TEXT EXCERPT

Configuring a Collection

After a collection has been created, you can modify some of its settings. These settings are stored in the server.xml file. When you reconfigure a collection, the server.xml file is updated to reflect your changes.

You should avoid making unnecessary changes to collection settings.

ProcedureTo reconfigure an existing collection

  1. Select the virtual server that contains the collection you want to configure, and click the Manage button.

  2. Select the Search tab and then click the Configure Collection link.

  3. From the Collection drop-down list, select the collection you want to configure and click Go.

  4. You can edit the following information for the collection you selected:

    • Display name: (Optional) This will appear as the new collection name in the search query page.

    • Description: (Optional) Edit the text description of the collection.

    • Document URI: Edit the URI for the document root for the search collection.


      Note –

      Do not change the Document URI unless you have changed the URI mapping for the document root from the Additional Document Directories page. For more information, see Setting Additional Document Directories.


    • Enabled: Select Yes to enable. If you select No, the collection will not appear on the search query page.

  5. Click OK

    This reconfigures the collection and modifies the appropriate SEARCHCOLLECTION entry in the server.xml file.

DATA SECTION
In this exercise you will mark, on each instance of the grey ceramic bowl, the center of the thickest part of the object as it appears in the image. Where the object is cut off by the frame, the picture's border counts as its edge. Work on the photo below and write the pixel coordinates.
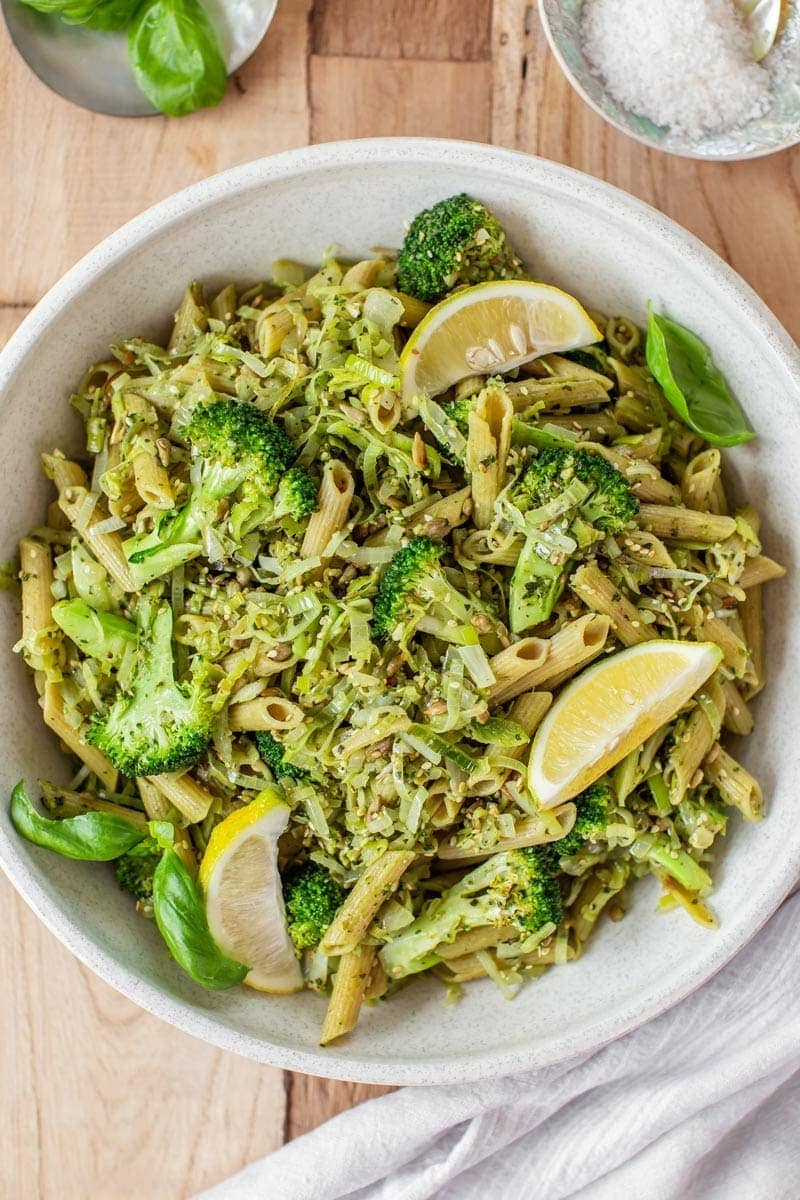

SET TASK 1
Answer these from the collection configuration excerpt:
(a) In which file are collection settings stored?
(b) Which tab do you select before clicking the Configure Collection link?
(c) What happens if you select No for Enabled?
SET TASK 2
Carry on the collection configuration excerpt from its last sentence.
The data above comes from a separate source and is unrelated to the text.

TASK OUTPUT 1
(a) The server.xml file.
(b) The Search tab.
(c) The collection will not appear on the search query page.

TASK OUTPUT 2
Updating a Collection

You can add or remove files after a collection has been created. Documents can be added only from under the directory that was specified during collection creation. If you are removing documents, only the entries for the files and their metadata are removed from the collection. The actual files themselves are not removed from the file system.

To update a collection, perform the following steps.

ProcedureTo update a collection

  1. Select the virtual server that contains the collection you want to update, and click the Manage button.

  2. Select the Search tab and then click the Update Collection link.

  3. From the Collection drop-down list, select the collection you want to update.

  4. Docs

  5. You can update the following information for the collection you selected:

    • Include subdirectories? If you select No, documents within the subdirectories of the selected directory will not be indexed. The default is Yes.


    Note –

    Include Subdirectories? has a bearing on only adding documents.



    Caution – Caution –

    While adding documents, use the wildcard pattern judiciously to ensure that only specific files are indexed. For example, specifying *.* might cause even executables and perl scripts to be indexed.


    • Default Encoding. Specify the character encoding for the documents to be indexed. The default is “ISO-8859-1.” The indexing engine tries to determine the encoding of HTML documents from the embedded meta tag. If this is not specified, the default encoding is used.

      Documents in a collections are not restricted to a single language/encoding. Every time documents are added, only a single encoding can be specified; however, the next time you add documents to the collection, you can select a different default encoding.

  6. Click Add Documents to add documents to the index, or Remove Documents to remove the appropriate index entries.


    Note –

    You can add documents only if they are located in the directory you specified when you created the collection.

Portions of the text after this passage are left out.